▶ [Exercise objective]
Can you output, unchanged, the lines of the material below from the line with "group of people?" through the line with "274 187 L 274", including both of those lines?

··· Dataset extract

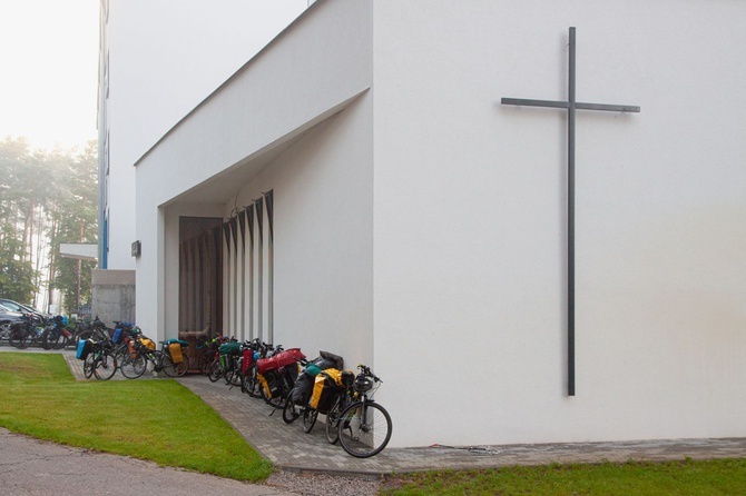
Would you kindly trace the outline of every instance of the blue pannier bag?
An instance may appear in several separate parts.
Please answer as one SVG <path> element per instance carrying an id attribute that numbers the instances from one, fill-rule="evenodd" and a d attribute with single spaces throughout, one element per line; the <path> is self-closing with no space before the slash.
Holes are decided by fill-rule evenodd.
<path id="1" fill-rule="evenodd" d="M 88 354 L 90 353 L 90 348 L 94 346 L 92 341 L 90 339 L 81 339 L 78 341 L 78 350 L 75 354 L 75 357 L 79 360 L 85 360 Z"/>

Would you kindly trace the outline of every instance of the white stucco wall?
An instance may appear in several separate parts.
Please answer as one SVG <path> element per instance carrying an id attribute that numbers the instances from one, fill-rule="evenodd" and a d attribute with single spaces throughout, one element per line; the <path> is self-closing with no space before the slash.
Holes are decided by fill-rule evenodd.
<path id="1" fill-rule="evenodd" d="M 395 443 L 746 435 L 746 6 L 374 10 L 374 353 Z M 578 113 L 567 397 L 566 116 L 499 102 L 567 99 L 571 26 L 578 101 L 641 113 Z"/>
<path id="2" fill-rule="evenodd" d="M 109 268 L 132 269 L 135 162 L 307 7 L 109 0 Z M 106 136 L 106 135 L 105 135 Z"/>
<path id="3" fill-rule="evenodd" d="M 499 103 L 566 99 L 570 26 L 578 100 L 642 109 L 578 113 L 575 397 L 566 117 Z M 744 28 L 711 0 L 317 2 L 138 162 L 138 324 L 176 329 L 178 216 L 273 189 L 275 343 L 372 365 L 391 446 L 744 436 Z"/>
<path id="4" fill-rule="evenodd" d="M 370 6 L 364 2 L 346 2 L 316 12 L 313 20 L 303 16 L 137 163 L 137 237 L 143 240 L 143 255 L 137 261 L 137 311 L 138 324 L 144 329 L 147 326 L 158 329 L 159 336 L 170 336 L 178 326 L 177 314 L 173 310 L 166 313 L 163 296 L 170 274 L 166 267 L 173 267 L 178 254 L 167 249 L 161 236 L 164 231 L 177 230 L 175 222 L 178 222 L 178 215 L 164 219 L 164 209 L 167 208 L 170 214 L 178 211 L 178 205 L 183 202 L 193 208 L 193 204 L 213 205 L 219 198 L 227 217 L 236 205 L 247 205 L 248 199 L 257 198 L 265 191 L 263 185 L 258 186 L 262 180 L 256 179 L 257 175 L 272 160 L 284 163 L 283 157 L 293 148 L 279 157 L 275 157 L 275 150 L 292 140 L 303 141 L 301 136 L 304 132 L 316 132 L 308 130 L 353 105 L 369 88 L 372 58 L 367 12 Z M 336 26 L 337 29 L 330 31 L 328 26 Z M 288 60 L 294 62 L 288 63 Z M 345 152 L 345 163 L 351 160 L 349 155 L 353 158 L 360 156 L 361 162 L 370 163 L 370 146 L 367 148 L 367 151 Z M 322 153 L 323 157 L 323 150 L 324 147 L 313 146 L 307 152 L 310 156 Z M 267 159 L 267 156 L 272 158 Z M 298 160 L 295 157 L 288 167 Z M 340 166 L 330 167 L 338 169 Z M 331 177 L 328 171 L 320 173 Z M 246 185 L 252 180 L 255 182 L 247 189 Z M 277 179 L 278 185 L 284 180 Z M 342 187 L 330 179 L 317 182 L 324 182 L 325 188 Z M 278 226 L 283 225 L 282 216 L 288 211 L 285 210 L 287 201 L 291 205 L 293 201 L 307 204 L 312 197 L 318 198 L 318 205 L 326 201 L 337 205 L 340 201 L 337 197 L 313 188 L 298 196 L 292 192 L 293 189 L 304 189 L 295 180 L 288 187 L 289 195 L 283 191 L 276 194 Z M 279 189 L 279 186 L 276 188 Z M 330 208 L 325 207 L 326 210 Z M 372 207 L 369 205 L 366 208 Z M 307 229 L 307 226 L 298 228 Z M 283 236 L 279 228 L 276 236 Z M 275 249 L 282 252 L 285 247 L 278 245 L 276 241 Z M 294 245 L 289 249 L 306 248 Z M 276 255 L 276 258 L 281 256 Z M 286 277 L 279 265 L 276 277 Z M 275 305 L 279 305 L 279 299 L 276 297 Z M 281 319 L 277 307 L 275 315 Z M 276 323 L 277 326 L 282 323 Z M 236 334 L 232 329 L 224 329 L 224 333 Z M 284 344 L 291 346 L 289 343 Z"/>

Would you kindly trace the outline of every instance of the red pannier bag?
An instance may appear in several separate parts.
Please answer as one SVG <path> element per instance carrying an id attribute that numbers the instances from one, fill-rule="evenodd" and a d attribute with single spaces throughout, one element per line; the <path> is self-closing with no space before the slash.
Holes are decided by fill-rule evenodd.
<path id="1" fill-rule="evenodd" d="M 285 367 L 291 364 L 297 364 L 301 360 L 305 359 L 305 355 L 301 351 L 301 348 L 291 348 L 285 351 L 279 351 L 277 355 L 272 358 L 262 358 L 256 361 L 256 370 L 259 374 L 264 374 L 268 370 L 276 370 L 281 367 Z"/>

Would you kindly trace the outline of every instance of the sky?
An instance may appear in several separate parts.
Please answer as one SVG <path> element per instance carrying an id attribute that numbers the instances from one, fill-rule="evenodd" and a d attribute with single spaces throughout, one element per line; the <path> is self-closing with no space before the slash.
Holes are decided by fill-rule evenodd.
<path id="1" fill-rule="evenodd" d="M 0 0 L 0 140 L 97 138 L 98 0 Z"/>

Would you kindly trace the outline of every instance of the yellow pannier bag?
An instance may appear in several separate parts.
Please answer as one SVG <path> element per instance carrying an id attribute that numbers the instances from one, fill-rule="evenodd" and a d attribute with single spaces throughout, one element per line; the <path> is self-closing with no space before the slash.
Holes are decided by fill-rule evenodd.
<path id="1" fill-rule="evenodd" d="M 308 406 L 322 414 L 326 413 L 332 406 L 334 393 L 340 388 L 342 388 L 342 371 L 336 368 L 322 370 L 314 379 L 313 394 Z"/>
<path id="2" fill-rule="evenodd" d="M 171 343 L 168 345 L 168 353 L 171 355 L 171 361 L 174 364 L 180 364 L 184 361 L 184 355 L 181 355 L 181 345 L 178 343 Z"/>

······
··· Dataset extract

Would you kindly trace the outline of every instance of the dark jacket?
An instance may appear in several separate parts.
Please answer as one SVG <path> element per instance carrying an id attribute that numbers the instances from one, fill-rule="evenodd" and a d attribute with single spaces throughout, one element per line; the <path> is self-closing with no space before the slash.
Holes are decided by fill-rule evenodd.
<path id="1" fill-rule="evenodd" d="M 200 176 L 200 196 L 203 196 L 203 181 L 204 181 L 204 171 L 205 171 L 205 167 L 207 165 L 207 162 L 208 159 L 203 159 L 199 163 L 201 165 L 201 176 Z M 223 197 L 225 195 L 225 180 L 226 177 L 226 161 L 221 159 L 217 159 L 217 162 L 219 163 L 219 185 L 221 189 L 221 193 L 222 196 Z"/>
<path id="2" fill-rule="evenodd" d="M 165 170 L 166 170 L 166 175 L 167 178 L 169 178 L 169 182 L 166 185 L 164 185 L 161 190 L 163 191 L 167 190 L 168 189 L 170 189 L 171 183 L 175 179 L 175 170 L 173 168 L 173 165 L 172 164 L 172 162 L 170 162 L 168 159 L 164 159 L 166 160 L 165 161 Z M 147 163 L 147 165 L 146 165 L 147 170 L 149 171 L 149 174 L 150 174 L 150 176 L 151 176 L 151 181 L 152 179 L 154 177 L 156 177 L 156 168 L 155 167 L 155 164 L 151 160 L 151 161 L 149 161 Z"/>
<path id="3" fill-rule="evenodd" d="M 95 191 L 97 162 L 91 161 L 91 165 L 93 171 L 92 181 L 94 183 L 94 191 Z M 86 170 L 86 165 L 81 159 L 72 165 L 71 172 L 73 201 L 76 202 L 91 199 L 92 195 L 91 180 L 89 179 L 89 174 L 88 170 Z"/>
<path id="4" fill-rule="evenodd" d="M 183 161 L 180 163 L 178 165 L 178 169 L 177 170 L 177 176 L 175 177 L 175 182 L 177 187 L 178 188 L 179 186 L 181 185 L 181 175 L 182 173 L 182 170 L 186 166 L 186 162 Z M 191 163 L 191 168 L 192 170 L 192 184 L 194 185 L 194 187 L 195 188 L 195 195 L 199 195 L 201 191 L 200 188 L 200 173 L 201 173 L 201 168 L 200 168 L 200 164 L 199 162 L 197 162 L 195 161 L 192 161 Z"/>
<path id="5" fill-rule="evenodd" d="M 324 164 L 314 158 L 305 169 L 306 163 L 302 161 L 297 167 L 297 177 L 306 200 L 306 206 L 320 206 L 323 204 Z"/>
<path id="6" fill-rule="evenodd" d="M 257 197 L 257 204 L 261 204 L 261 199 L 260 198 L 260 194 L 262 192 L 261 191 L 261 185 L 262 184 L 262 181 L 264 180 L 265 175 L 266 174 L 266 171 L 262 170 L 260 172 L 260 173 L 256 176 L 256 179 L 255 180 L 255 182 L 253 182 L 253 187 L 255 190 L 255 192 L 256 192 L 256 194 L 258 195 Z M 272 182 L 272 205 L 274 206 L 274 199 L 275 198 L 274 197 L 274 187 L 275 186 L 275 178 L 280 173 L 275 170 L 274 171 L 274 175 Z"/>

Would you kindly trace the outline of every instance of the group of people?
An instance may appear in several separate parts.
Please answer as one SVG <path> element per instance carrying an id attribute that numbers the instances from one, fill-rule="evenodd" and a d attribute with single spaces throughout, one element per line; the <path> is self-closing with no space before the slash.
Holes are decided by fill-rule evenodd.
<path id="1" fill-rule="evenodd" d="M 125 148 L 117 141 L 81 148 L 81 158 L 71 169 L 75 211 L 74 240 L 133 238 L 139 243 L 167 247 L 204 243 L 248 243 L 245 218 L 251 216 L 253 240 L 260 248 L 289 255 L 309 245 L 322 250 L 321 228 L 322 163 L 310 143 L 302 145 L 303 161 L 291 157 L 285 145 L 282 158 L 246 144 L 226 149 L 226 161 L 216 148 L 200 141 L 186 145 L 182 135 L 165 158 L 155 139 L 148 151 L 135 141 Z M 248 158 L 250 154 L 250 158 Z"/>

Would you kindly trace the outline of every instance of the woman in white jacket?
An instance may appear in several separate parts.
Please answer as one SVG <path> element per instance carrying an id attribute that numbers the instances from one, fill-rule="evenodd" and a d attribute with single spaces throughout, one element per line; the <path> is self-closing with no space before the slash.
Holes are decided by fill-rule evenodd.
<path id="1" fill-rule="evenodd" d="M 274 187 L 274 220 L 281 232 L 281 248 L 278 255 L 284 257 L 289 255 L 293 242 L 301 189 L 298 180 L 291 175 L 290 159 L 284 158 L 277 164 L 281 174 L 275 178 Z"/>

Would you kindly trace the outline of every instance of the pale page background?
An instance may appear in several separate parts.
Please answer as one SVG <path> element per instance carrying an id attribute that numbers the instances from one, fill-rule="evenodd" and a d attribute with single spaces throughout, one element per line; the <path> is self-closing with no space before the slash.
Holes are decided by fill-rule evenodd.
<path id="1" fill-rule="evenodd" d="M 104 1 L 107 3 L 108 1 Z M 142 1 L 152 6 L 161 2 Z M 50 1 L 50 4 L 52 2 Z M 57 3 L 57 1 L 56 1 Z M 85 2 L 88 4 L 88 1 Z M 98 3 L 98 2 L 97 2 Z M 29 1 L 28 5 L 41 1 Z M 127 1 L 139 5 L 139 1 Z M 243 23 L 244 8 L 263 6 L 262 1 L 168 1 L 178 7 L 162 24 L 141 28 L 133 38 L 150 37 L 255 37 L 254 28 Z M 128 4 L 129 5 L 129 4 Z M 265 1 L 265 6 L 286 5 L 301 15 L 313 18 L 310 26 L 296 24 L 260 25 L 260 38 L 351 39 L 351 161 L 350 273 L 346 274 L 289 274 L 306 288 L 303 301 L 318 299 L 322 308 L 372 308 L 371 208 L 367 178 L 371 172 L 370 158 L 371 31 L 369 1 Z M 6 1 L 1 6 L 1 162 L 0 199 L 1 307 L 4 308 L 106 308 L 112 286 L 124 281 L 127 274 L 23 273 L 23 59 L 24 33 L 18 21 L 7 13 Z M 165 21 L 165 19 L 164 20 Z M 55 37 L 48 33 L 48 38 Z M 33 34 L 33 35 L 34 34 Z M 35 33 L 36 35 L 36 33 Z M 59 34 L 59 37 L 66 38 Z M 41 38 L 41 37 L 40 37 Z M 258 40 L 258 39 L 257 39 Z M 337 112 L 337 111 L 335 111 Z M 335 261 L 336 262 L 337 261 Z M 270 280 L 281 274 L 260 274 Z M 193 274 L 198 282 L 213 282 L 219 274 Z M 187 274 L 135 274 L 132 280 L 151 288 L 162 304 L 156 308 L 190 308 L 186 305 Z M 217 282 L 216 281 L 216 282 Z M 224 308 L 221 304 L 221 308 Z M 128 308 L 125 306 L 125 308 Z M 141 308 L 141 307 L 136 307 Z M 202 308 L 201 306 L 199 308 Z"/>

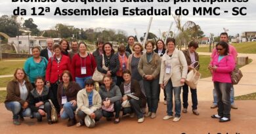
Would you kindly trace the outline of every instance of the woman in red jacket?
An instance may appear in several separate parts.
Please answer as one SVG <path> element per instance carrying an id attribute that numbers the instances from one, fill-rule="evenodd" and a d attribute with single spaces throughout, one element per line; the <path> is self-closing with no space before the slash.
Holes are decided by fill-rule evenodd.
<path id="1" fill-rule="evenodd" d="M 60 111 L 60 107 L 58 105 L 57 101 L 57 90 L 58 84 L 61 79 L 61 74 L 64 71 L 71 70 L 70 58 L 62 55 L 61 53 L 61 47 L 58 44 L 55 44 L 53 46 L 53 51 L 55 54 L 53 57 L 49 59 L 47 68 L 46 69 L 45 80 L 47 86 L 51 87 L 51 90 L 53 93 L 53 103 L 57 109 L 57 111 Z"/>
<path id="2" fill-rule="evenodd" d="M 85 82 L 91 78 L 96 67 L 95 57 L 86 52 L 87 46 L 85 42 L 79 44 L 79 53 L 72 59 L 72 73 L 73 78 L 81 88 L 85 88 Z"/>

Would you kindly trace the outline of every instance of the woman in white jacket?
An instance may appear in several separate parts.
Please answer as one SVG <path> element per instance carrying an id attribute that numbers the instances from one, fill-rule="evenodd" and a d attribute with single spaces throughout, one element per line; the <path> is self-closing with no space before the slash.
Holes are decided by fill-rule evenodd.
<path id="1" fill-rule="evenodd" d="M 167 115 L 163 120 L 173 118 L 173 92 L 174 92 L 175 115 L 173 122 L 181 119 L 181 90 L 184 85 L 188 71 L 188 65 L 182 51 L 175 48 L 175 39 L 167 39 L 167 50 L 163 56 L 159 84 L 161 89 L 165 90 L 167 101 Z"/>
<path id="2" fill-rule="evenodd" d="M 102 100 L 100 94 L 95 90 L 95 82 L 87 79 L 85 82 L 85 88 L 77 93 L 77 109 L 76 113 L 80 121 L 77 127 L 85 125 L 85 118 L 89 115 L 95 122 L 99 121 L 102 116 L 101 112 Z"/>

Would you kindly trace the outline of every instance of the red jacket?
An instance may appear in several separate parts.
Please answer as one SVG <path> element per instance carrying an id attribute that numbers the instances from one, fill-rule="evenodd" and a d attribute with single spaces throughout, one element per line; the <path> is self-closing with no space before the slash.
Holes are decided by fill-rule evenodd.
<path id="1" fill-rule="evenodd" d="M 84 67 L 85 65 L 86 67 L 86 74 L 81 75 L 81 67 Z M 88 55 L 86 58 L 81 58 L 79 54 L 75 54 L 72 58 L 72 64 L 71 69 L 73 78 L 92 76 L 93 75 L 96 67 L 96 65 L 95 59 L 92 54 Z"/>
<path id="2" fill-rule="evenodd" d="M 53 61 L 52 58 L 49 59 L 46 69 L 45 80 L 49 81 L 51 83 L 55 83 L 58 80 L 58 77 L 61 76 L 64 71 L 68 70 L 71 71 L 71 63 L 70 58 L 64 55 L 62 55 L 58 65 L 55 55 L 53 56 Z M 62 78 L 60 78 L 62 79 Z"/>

······
··· Dataset extract

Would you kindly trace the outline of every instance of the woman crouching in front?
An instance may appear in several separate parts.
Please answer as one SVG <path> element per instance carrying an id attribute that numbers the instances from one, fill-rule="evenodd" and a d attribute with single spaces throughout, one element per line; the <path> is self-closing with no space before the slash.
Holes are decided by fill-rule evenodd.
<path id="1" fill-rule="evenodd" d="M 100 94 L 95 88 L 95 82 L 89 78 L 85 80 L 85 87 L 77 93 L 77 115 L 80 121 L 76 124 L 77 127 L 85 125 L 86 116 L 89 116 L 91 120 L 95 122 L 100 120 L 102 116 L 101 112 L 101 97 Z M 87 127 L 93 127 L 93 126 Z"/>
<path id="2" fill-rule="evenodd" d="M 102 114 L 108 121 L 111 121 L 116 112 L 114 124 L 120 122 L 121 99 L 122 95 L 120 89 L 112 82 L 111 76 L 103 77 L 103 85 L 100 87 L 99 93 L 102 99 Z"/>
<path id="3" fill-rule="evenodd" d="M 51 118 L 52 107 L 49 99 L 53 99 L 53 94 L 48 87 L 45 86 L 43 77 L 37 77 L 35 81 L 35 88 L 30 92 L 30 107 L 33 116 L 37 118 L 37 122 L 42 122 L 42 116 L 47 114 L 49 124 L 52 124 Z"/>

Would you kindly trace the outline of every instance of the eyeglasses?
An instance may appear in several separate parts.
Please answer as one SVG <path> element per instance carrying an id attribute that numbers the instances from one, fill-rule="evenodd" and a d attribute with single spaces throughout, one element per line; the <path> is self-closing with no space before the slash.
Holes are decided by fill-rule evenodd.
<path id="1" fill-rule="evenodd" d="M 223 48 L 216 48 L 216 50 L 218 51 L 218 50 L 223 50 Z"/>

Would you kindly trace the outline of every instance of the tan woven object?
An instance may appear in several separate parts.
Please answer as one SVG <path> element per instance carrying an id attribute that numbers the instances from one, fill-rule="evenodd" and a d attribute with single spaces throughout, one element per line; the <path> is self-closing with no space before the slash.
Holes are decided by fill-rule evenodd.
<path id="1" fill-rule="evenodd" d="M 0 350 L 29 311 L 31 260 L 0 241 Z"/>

······

▶ [Complete response]
Would you kindly trace the outline of every instance of the group of people?
An instance may appear in several separate parts.
Please answer as one SVG <path> element per instance carrying an id attribute that numbers the instances from one, fill-rule="evenodd" and a d attribute with single spaces throughout, one element per line; the <path> is self-closing with no space before the slash.
Holes are decided by fill-rule evenodd.
<path id="1" fill-rule="evenodd" d="M 125 148 L 117 141 L 81 148 L 81 158 L 71 169 L 75 211 L 74 240 L 133 238 L 139 243 L 167 247 L 204 243 L 248 243 L 245 218 L 251 216 L 253 240 L 260 248 L 289 255 L 309 245 L 322 250 L 321 228 L 322 163 L 310 143 L 302 145 L 303 161 L 291 157 L 285 145 L 282 158 L 246 144 L 226 149 L 226 161 L 216 148 L 200 141 L 186 145 L 182 135 L 165 158 L 155 139 L 148 151 L 135 141 Z M 248 158 L 250 154 L 250 158 Z"/>

Would you kindly trace the outline of every instance of the woman in white jacket?
An instance may appear in several separate parts.
Please answer as one SVG <path> element per instance carrying an id attribute that numbers the instances from one, fill-rule="evenodd" and a d attribute with single spaces throughout, one element per line; the <path> is self-closing with no space before the slash.
Holes are decided by fill-rule evenodd.
<path id="1" fill-rule="evenodd" d="M 274 187 L 274 220 L 281 232 L 281 248 L 278 255 L 284 257 L 289 255 L 293 242 L 301 189 L 298 180 L 291 175 L 290 159 L 284 158 L 277 164 L 281 174 L 275 178 Z"/>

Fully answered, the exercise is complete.